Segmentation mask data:

*** Block opens ***

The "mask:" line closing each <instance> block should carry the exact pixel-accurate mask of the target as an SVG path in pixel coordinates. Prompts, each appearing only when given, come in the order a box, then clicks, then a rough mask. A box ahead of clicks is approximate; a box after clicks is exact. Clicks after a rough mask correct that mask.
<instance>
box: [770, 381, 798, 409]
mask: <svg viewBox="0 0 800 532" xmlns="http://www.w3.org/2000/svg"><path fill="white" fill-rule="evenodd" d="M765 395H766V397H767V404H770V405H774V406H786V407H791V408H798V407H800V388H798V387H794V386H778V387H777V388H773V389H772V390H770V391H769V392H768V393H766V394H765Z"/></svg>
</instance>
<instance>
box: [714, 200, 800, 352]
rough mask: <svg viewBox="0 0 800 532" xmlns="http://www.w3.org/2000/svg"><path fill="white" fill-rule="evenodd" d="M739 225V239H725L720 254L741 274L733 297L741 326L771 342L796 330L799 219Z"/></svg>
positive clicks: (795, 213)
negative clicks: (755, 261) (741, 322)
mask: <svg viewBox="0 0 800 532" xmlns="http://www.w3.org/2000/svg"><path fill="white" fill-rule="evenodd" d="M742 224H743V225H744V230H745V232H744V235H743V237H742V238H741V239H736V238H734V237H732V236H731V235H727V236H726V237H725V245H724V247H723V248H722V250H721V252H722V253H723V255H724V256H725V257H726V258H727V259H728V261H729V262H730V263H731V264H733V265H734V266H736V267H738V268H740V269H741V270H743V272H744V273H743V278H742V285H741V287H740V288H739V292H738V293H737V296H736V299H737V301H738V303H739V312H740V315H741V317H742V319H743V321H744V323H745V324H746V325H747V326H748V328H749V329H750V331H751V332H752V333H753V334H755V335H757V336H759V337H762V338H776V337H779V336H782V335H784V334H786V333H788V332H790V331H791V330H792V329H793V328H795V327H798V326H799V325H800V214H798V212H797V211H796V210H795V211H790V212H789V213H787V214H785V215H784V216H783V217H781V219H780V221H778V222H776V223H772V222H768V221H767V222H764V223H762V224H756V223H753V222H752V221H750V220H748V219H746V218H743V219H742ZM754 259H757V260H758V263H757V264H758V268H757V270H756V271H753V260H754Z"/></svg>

*** Block closes ***

**Exercise objective:** Looking at the records above, say how many lines contain the string "rough". Give the number and no other words.

**Written solution:** 2